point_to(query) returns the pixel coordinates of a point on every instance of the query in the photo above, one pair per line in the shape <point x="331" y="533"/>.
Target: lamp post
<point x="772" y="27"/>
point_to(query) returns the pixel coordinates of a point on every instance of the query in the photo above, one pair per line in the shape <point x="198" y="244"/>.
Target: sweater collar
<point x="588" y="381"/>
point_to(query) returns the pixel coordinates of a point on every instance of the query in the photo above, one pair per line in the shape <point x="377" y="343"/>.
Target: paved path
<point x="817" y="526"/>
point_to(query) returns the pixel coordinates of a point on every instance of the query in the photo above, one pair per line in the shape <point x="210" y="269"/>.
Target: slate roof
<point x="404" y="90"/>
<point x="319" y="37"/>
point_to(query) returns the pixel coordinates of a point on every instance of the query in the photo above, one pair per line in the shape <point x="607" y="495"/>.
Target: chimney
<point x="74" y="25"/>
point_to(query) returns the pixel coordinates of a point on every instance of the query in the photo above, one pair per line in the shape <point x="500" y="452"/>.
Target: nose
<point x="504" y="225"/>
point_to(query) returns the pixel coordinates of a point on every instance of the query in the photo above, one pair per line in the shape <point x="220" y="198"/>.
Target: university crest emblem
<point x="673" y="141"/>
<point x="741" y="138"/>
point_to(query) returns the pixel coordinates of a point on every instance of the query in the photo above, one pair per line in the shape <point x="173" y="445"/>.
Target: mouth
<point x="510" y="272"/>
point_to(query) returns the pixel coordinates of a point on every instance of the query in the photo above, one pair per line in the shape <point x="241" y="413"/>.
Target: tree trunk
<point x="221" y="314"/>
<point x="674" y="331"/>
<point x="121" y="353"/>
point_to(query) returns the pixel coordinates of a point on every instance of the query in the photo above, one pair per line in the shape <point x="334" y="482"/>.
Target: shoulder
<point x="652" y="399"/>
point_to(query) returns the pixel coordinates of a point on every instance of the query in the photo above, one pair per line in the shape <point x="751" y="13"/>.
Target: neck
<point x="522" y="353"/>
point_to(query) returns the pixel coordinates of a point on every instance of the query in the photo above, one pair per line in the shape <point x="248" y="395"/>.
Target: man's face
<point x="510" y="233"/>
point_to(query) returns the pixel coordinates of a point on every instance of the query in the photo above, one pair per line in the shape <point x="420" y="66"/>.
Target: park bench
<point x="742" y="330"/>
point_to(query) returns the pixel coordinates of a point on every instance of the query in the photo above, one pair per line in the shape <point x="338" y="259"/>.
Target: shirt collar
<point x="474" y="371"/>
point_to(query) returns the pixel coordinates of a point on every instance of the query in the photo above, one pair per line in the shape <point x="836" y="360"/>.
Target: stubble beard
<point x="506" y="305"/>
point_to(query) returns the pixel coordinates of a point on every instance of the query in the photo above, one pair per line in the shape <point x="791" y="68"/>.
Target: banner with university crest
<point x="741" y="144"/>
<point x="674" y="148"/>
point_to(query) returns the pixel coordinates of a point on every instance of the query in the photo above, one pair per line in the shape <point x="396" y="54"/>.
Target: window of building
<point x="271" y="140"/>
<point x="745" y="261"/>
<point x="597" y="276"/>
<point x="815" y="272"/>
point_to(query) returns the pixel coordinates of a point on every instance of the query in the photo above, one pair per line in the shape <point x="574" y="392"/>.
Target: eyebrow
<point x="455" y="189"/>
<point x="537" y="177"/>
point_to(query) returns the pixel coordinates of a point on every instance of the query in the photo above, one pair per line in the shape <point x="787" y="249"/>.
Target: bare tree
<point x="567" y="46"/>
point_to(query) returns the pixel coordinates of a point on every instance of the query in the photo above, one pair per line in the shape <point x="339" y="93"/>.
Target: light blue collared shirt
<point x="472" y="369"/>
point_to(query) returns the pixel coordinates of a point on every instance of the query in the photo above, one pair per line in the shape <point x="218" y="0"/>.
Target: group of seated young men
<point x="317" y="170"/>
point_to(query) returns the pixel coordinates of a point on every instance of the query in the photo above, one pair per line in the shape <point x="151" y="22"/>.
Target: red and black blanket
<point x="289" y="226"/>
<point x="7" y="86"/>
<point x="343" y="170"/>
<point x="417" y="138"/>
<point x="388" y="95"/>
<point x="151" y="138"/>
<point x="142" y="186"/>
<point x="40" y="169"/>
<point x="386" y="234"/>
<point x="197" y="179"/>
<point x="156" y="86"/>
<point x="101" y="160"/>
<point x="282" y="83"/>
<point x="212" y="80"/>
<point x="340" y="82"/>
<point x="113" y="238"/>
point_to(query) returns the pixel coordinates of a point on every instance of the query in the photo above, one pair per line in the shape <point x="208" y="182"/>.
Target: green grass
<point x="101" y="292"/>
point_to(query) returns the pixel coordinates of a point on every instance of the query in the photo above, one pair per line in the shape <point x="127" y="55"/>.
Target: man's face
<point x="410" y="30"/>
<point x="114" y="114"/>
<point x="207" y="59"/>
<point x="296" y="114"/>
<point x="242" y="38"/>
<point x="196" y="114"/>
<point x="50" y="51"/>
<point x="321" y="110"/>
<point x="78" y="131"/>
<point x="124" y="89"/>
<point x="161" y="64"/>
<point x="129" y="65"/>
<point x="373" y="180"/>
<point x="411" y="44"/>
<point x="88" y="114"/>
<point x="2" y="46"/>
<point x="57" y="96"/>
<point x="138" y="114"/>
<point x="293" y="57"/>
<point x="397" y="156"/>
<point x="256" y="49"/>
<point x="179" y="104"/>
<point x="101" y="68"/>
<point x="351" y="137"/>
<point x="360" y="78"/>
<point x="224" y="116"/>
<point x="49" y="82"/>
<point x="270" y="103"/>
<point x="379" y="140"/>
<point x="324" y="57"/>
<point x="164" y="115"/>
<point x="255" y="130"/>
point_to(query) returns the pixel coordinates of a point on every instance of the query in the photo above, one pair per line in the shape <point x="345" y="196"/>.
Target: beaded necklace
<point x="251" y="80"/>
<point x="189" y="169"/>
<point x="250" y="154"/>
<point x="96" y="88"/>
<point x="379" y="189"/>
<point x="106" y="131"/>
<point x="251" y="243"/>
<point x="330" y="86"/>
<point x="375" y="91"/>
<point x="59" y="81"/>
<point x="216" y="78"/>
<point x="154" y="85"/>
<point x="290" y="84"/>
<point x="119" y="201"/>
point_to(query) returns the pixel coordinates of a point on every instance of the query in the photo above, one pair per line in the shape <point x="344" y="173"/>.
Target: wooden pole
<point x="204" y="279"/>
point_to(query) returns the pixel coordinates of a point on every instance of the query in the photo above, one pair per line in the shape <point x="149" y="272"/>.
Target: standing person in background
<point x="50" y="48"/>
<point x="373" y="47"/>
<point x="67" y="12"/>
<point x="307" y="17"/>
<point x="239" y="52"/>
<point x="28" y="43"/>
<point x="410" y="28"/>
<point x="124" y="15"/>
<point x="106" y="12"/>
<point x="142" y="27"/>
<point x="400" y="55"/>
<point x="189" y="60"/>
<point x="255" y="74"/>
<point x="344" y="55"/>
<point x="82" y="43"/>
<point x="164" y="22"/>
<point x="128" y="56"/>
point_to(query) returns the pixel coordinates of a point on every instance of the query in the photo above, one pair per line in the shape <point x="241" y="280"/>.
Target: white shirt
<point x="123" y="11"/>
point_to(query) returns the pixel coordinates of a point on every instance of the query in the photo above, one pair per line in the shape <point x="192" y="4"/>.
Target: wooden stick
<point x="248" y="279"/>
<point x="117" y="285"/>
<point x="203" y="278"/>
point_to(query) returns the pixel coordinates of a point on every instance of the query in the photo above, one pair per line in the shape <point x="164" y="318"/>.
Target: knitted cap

====

→ SHORT PROBLEM
Copy every record exactly as presented.

→ FULL OUTPUT
point_to(query) returns the pixel coordinates of a point on every instance of the query in the photo above, one pair per line in the shape <point x="331" y="533"/>.
Target: lamp post
<point x="772" y="27"/>
point_to(query) returns the pixel coordinates of a point on every instance of the query in the photo above, one pair per line in the shape <point x="198" y="244"/>.
Target: sweater collar
<point x="588" y="381"/>
point_to(query) returns the pixel coordinates of a point on every instance of the query in the photo above, one pair per line in the shape <point x="377" y="343"/>.
Target: paved path
<point x="817" y="526"/>
point_to(query) returns the pixel coordinates of a point on every instance of the query in the photo above, one pair per line in the shape <point x="210" y="269"/>.
Target: slate roof
<point x="404" y="90"/>
<point x="319" y="37"/>
point_to(query) returns the pixel coordinates of a point on every instance of the query in the photo above, one pair per line in the shape <point x="607" y="495"/>.
Target: chimney
<point x="74" y="25"/>
point_to(query) returns the pixel coordinates of a point on every instance of the query in the photo above, one pair per line in the shape <point x="500" y="452"/>.
Target: nose
<point x="504" y="225"/>
point_to(query) returns the pixel coordinates of a point on every instance of the query in the photo above, one pair per line in the shape <point x="220" y="198"/>.
Target: university crest emblem
<point x="673" y="141"/>
<point x="741" y="138"/>
point_to(query) returns the pixel coordinates of a point on every instance of the query in the photo above, one pair per line in the shape <point x="173" y="445"/>.
Target: mouth
<point x="510" y="272"/>
point_to(query) returns the pixel coordinates of a point on every instance of the query in the photo above, one pair per line in the shape <point x="241" y="413"/>.
Target: tree trunk
<point x="221" y="314"/>
<point x="674" y="331"/>
<point x="121" y="353"/>
point_to(query) returns the pixel coordinates of a point on every instance of the query in the photo above, one pair per line in the shape <point x="334" y="482"/>.
Target: shoulder
<point x="652" y="399"/>
point_to(query) returns the pixel coordinates of a point on every instance of the query in the photo above, one pair per line in the shape <point x="751" y="13"/>.
Target: neck
<point x="522" y="353"/>
point_to(query) returns the pixel coordinates of a point on every instance of the query in the photo above, one pair per line in the shape <point x="248" y="395"/>.
Target: man's face
<point x="510" y="233"/>
point_to(query) returns the pixel coordinates of a point on every instance of the query in the photo above, one pair per line in the shape <point x="420" y="66"/>.
Target: park bench
<point x="742" y="330"/>
point_to(query) returns the pixel coordinates of a point on every instance of the query in the photo above, one pair per line in the shape <point x="338" y="259"/>.
Target: shirt collar
<point x="474" y="371"/>
point_to(query) returns the pixel coordinates of a point on every instance of the query in the photo above, one pair per line in the shape <point x="836" y="360"/>.
Target: stubble beard
<point x="506" y="305"/>
point_to(query) returns the pixel coordinates of a point on every instance of the query in the photo above, one pair per line in the shape <point x="791" y="68"/>.
Target: banner with university crest
<point x="741" y="144"/>
<point x="674" y="148"/>
point_to(query) returns the pixel coordinates of a point on every instance of the query in the photo above, one pair per line in the shape <point x="396" y="54"/>.
Target: window of building
<point x="271" y="140"/>
<point x="745" y="261"/>
<point x="597" y="276"/>
<point x="815" y="272"/>
point_to(query) returns the pixel coordinates of a point on every instance of the query in the photo above, one pair per line in the shape <point x="574" y="392"/>.
Target: eyebrow
<point x="455" y="189"/>
<point x="537" y="177"/>
point_to(query) returns the pixel coordinates of a point on every instance of the query in the photo above, one pair per line in the shape <point x="787" y="249"/>.
Target: bare tree
<point x="567" y="46"/>
point_to(query) returns the pixel coordinates of a point on every instance of the query in the photo above, one pair per line in the shape <point x="339" y="93"/>.
Target: light blue collared shirt
<point x="472" y="369"/>
point_to(query) returns the pixel coordinates of a point on every instance of the query in the photo above, one pair per line in the shape <point x="218" y="0"/>.
Target: group of seated young men
<point x="317" y="170"/>
point_to(query) returns the pixel coordinates of a point on every instance of the query in the photo above, one pair per line in the shape <point x="151" y="22"/>.
Target: red and black blanket
<point x="289" y="226"/>
<point x="7" y="86"/>
<point x="343" y="170"/>
<point x="417" y="138"/>
<point x="388" y="95"/>
<point x="151" y="138"/>
<point x="142" y="186"/>
<point x="40" y="169"/>
<point x="386" y="234"/>
<point x="197" y="179"/>
<point x="156" y="86"/>
<point x="101" y="160"/>
<point x="282" y="83"/>
<point x="212" y="80"/>
<point x="340" y="82"/>
<point x="113" y="238"/>
point_to(query) returns the pixel coordinates of a point on every instance of the query in the photo above, one pair per line in the shape <point x="208" y="182"/>.
Target: green grass
<point x="101" y="292"/>
point_to(query) returns the pixel coordinates of a point on every instance of the query in the photo above, one pair per line in the shape <point x="127" y="55"/>.
Target: man's face
<point x="410" y="30"/>
<point x="114" y="114"/>
<point x="207" y="59"/>
<point x="296" y="114"/>
<point x="242" y="38"/>
<point x="196" y="114"/>
<point x="50" y="51"/>
<point x="321" y="110"/>
<point x="78" y="131"/>
<point x="124" y="89"/>
<point x="161" y="64"/>
<point x="129" y="65"/>
<point x="373" y="180"/>
<point x="411" y="44"/>
<point x="88" y="114"/>
<point x="2" y="46"/>
<point x="57" y="96"/>
<point x="138" y="114"/>
<point x="293" y="57"/>
<point x="397" y="156"/>
<point x="256" y="49"/>
<point x="179" y="104"/>
<point x="101" y="68"/>
<point x="351" y="137"/>
<point x="360" y="78"/>
<point x="224" y="116"/>
<point x="49" y="82"/>
<point x="270" y="103"/>
<point x="379" y="140"/>
<point x="324" y="57"/>
<point x="164" y="115"/>
<point x="255" y="130"/>
point_to(query) returns the pixel coordinates of a point on every instance of the query in the photo above, one pair per line in the shape <point x="345" y="196"/>.
Target: beaded necklace
<point x="251" y="80"/>
<point x="189" y="169"/>
<point x="250" y="154"/>
<point x="96" y="88"/>
<point x="379" y="189"/>
<point x="106" y="131"/>
<point x="251" y="243"/>
<point x="330" y="86"/>
<point x="375" y="91"/>
<point x="59" y="81"/>
<point x="216" y="78"/>
<point x="154" y="85"/>
<point x="290" y="84"/>
<point x="119" y="201"/>
point_to(query) returns the pixel coordinates of a point on every instance of the query in the photo above, one pair per line in the shape <point x="344" y="173"/>.
Target: wooden pole
<point x="204" y="279"/>
point_to(query) returns the pixel coordinates of a point on every instance of the query in the photo above, one pair per line in the shape <point x="149" y="272"/>.
Target: standing person in background
<point x="50" y="48"/>
<point x="373" y="47"/>
<point x="67" y="12"/>
<point x="307" y="17"/>
<point x="239" y="52"/>
<point x="28" y="43"/>
<point x="410" y="28"/>
<point x="124" y="15"/>
<point x="106" y="12"/>
<point x="142" y="27"/>
<point x="400" y="55"/>
<point x="189" y="60"/>
<point x="255" y="74"/>
<point x="344" y="55"/>
<point x="82" y="43"/>
<point x="164" y="22"/>
<point x="128" y="56"/>
point_to(query) returns the pixel coordinates of a point on every instance of the query in the photo above, one pair per line in the shape <point x="241" y="280"/>.
Target: white shirt
<point x="123" y="11"/>
point_to(query) returns the pixel coordinates of a point on every instance of the query in the photo above, one pair per line in the shape <point x="192" y="4"/>.
Target: wooden stick
<point x="248" y="279"/>
<point x="117" y="285"/>
<point x="203" y="278"/>
point_to(query) returns the pixel coordinates of a point on every instance of the query in the photo above, one pair per line in the shape <point x="164" y="318"/>.
Target: knitted cap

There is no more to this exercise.